*Что нужно сделать*
Перепишите нумерованным списком строки, начиная со строки, где есть "Provide the mask of every instance of the **small", и заканчивая строкой, где есть "207 98 L 212". Пустые строки не включайте.

*Строки из набора данных для сегментации*
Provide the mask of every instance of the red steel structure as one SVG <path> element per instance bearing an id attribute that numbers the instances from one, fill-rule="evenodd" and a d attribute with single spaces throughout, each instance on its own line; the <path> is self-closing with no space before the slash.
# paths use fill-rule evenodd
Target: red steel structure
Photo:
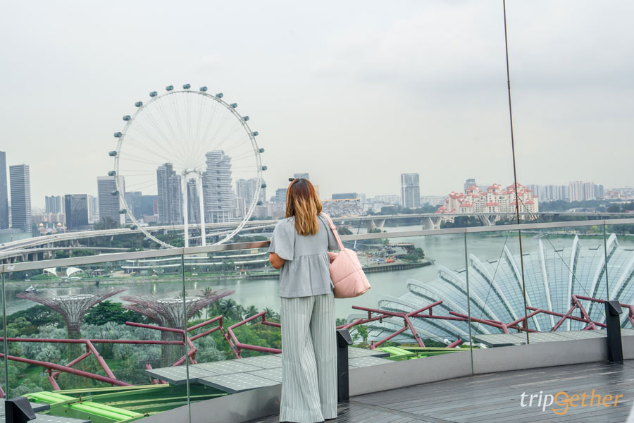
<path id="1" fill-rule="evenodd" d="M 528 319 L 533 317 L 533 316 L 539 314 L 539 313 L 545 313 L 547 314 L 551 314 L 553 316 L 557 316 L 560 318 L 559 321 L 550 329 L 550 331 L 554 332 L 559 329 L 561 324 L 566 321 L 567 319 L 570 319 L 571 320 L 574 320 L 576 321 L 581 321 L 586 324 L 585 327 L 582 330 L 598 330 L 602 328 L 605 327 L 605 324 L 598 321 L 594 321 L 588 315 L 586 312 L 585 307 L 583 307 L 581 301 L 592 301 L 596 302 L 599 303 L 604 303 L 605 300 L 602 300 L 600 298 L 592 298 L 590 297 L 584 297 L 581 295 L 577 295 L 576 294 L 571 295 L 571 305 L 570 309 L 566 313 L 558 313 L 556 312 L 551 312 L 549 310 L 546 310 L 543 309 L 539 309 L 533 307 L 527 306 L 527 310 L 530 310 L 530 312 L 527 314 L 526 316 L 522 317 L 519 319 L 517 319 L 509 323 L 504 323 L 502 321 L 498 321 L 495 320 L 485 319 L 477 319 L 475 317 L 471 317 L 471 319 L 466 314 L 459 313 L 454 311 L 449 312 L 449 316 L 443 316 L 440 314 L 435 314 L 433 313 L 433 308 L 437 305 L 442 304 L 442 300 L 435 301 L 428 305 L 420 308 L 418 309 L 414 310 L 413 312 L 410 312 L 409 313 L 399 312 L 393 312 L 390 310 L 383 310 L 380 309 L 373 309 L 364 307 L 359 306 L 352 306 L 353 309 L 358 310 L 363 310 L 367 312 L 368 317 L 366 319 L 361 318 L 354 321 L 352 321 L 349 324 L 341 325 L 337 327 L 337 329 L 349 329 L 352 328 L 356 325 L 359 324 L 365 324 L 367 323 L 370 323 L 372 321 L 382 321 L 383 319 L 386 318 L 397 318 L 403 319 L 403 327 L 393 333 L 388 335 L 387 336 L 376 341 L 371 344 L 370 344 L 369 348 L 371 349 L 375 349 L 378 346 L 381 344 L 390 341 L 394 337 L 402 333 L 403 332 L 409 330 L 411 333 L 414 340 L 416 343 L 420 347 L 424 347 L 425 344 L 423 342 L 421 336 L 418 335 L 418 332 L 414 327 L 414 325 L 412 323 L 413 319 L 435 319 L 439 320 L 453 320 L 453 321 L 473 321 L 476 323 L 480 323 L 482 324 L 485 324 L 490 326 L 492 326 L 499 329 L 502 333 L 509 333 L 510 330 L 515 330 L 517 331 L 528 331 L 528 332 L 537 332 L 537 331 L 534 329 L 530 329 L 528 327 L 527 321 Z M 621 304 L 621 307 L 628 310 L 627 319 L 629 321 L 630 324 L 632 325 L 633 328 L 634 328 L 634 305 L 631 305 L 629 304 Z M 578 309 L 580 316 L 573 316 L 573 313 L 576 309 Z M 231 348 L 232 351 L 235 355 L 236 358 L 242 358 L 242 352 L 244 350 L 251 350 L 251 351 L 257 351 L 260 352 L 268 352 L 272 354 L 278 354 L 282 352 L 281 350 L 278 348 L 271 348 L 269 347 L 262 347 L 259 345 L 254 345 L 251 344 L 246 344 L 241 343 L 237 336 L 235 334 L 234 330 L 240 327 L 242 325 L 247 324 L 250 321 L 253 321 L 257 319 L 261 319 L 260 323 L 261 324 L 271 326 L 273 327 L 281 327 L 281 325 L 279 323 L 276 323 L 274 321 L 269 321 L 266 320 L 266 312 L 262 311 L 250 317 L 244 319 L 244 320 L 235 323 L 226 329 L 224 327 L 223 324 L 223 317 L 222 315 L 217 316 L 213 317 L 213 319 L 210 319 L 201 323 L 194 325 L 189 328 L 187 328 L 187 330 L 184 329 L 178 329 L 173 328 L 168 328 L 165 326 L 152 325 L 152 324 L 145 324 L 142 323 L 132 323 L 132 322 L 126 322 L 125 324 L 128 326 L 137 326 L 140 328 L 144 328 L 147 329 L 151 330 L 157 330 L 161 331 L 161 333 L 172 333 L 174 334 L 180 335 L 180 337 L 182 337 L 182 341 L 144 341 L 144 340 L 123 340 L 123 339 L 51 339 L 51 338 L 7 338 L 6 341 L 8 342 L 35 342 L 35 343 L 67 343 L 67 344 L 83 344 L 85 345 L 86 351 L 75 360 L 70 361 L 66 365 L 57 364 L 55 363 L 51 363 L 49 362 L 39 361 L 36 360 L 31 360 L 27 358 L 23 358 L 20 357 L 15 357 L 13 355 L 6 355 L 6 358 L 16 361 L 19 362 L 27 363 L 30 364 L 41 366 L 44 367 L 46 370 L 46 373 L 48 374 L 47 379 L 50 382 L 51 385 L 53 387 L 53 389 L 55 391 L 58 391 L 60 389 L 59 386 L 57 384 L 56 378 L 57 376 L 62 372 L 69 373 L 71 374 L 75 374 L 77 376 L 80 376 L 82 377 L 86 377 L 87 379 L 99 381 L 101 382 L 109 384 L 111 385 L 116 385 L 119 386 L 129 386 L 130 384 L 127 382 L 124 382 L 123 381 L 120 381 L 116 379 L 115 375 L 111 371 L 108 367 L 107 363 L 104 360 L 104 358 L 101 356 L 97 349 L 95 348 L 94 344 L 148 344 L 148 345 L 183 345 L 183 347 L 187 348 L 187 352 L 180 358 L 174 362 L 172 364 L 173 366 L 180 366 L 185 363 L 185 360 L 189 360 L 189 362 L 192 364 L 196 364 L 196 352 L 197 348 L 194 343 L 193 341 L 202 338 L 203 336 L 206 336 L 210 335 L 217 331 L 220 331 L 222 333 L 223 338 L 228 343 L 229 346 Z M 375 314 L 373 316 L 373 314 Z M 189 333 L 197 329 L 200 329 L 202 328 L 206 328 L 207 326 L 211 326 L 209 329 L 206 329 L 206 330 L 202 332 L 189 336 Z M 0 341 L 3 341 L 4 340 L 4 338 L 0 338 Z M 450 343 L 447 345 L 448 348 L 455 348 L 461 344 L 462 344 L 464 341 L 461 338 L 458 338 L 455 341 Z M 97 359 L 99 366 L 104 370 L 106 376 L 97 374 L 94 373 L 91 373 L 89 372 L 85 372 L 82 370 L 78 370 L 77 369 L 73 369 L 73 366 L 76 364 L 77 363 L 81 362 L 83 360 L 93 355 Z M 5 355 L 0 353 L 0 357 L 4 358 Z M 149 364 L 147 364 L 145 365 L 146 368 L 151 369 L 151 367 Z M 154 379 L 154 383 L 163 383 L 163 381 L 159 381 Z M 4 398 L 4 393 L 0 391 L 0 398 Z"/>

* * *

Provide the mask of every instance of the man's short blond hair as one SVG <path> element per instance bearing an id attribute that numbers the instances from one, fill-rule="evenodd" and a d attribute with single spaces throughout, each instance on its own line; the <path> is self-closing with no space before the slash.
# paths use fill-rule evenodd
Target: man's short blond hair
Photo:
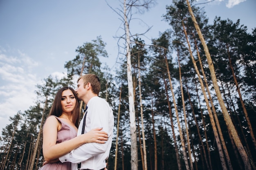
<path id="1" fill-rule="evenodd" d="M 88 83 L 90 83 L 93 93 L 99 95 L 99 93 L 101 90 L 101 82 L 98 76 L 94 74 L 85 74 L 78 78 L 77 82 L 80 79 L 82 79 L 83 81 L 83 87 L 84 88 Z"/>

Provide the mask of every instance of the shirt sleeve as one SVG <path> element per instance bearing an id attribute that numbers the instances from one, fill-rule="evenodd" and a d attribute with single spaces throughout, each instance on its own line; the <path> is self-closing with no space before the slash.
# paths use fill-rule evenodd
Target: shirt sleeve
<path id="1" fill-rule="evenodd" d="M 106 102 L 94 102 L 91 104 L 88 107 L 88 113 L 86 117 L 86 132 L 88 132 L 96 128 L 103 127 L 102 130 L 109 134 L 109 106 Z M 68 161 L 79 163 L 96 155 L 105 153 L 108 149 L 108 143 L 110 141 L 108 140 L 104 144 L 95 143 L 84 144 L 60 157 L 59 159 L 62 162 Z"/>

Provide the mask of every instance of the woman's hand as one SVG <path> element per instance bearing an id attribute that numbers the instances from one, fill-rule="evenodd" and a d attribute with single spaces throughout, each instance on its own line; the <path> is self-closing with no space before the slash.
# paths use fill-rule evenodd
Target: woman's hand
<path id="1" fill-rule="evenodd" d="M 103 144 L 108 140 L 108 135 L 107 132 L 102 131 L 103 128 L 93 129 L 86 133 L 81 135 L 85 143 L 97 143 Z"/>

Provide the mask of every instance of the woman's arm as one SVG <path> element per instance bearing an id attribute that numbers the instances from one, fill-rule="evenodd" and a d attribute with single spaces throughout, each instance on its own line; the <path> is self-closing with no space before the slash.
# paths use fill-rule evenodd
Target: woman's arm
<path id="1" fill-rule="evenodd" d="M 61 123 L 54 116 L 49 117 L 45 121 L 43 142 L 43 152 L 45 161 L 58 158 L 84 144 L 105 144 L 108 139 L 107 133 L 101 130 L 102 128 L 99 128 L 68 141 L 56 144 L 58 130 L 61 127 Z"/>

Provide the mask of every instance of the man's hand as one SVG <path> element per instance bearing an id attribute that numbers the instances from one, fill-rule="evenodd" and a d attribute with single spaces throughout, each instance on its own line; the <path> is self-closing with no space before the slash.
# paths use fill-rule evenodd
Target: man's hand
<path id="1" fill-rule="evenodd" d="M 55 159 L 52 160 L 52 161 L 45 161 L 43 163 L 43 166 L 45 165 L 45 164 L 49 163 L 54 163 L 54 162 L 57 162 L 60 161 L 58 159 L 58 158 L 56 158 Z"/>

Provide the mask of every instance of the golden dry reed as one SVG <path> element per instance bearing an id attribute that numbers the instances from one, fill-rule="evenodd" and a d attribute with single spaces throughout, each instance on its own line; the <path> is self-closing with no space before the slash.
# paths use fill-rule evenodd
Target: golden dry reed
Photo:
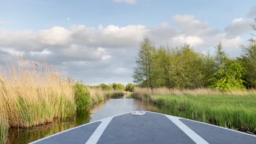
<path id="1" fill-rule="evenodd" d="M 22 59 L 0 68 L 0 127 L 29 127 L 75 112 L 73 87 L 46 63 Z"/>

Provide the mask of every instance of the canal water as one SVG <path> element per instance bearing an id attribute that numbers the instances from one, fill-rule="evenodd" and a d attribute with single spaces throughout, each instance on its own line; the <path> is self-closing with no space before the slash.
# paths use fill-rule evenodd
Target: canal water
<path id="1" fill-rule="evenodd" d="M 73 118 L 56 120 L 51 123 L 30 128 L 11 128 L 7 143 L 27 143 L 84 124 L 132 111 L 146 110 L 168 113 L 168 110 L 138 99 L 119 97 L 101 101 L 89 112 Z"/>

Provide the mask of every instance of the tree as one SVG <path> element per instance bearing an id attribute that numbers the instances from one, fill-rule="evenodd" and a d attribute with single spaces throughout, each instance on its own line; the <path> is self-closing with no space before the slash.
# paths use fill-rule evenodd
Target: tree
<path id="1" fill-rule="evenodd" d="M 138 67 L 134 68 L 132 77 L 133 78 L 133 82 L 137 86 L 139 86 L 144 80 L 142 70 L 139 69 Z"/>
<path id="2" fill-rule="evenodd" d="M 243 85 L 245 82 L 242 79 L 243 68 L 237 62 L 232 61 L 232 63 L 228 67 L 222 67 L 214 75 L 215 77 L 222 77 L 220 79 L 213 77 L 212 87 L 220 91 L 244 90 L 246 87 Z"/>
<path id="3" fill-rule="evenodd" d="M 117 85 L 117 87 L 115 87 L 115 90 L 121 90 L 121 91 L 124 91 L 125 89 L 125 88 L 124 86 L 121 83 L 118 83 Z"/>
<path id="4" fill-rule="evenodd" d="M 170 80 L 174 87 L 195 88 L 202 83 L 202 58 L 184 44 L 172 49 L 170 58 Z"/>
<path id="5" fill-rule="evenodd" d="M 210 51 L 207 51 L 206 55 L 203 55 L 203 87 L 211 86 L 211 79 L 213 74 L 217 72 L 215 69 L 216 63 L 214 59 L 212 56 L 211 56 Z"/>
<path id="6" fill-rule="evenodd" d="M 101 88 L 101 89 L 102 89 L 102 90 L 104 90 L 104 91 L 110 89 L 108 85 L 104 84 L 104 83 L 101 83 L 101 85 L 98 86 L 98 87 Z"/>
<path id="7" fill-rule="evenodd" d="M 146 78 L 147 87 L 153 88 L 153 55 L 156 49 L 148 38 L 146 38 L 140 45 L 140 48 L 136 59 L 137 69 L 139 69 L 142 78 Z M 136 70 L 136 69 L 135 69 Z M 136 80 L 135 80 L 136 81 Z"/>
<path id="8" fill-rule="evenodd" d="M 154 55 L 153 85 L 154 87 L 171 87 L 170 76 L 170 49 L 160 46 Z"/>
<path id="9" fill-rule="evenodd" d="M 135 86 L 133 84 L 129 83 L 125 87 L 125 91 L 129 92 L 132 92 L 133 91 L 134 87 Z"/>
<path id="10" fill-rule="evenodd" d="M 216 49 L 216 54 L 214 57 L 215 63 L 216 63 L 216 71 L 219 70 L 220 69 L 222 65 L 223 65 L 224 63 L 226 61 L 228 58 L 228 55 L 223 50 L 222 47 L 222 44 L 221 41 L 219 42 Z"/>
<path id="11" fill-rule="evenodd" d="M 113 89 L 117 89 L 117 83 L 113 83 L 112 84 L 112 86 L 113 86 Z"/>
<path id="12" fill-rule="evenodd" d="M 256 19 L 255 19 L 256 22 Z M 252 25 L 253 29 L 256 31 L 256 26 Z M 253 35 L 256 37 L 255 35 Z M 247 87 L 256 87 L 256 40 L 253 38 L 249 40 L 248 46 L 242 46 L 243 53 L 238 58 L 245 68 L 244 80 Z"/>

...

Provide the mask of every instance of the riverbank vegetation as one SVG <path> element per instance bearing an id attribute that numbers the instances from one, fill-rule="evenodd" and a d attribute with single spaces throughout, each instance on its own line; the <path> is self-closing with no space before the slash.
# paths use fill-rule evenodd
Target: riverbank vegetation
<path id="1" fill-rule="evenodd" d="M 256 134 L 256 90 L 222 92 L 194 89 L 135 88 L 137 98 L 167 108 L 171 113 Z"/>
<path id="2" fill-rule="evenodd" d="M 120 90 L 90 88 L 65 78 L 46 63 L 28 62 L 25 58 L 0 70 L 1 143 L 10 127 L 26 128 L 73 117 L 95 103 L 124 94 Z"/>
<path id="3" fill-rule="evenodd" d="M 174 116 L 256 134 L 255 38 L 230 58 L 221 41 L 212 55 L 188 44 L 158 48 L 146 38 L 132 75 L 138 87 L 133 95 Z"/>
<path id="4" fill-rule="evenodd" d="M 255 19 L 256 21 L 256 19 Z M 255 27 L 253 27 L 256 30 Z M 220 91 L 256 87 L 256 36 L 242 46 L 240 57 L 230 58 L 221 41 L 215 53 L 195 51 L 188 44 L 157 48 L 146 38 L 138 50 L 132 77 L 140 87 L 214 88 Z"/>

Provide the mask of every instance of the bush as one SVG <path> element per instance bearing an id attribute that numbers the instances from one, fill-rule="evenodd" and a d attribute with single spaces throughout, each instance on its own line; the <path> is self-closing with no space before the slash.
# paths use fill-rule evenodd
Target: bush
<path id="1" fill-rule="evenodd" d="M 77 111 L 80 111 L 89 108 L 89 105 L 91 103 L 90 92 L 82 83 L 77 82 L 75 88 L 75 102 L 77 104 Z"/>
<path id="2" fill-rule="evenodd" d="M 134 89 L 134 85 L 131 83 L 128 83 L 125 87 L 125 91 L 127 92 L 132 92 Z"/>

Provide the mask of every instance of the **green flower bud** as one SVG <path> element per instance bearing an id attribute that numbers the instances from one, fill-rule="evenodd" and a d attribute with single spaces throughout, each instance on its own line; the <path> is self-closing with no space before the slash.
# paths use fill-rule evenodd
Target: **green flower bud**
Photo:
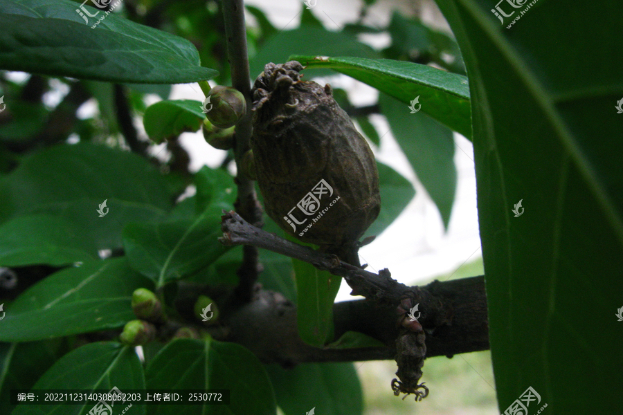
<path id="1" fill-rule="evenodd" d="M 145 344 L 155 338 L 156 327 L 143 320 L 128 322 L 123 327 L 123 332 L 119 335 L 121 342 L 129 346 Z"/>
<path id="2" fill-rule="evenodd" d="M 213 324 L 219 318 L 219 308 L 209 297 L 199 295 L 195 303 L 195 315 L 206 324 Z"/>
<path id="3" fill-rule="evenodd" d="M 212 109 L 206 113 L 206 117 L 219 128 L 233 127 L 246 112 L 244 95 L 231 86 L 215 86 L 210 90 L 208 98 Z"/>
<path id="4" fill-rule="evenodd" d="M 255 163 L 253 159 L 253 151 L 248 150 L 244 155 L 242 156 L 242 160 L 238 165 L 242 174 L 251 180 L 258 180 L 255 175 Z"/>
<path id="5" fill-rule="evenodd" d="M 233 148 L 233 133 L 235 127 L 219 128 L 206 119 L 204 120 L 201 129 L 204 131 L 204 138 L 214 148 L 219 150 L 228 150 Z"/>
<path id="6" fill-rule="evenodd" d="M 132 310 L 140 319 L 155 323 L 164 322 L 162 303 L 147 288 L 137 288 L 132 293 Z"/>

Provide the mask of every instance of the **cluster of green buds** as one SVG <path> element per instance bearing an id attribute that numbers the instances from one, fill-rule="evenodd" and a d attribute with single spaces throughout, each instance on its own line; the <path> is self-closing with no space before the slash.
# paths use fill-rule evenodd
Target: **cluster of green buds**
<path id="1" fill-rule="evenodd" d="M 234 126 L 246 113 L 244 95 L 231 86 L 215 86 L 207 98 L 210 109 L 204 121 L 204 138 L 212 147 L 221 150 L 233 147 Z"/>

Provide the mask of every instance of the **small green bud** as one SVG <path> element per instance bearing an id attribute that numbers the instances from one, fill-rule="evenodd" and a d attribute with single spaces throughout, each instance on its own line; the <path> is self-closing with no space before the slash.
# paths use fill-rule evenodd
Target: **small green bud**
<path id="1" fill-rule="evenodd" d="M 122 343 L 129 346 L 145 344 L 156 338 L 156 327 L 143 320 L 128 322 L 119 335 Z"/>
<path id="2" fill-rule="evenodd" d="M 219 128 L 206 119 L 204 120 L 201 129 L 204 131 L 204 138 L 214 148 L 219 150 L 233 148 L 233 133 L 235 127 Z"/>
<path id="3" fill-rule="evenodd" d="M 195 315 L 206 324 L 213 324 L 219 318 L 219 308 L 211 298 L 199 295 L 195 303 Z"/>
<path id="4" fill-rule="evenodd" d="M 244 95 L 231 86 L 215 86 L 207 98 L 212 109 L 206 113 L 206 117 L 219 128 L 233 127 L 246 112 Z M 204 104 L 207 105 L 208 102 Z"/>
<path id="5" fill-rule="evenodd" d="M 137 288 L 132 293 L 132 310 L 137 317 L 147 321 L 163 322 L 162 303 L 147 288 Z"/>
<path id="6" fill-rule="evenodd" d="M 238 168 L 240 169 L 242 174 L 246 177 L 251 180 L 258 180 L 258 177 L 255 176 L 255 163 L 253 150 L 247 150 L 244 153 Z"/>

*Итоговый результат*
1. Provide the mask of every instance of the **small green bud** as one SVG <path> element per instance bearing an id attribute that numbers the instances from one, fill-rule="evenodd" and a d attribute with single spaces throughout, each instance on its own line; the <path> is self-closing with no space before the slash.
2. # paths use fill-rule evenodd
3. Target: **small green bud**
4. <path id="1" fill-rule="evenodd" d="M 122 343 L 129 346 L 145 344 L 156 338 L 156 327 L 143 320 L 128 322 L 119 335 Z"/>
5. <path id="2" fill-rule="evenodd" d="M 219 128 L 206 119 L 204 120 L 201 129 L 204 131 L 204 138 L 214 148 L 219 150 L 233 148 L 233 133 L 235 127 Z"/>
6. <path id="3" fill-rule="evenodd" d="M 195 315 L 206 324 L 213 324 L 219 318 L 219 308 L 211 298 L 199 295 L 195 303 Z"/>
7. <path id="4" fill-rule="evenodd" d="M 244 95 L 231 86 L 215 86 L 207 98 L 212 109 L 206 113 L 206 117 L 219 128 L 233 127 L 246 112 Z M 204 104 L 207 105 L 208 102 Z"/>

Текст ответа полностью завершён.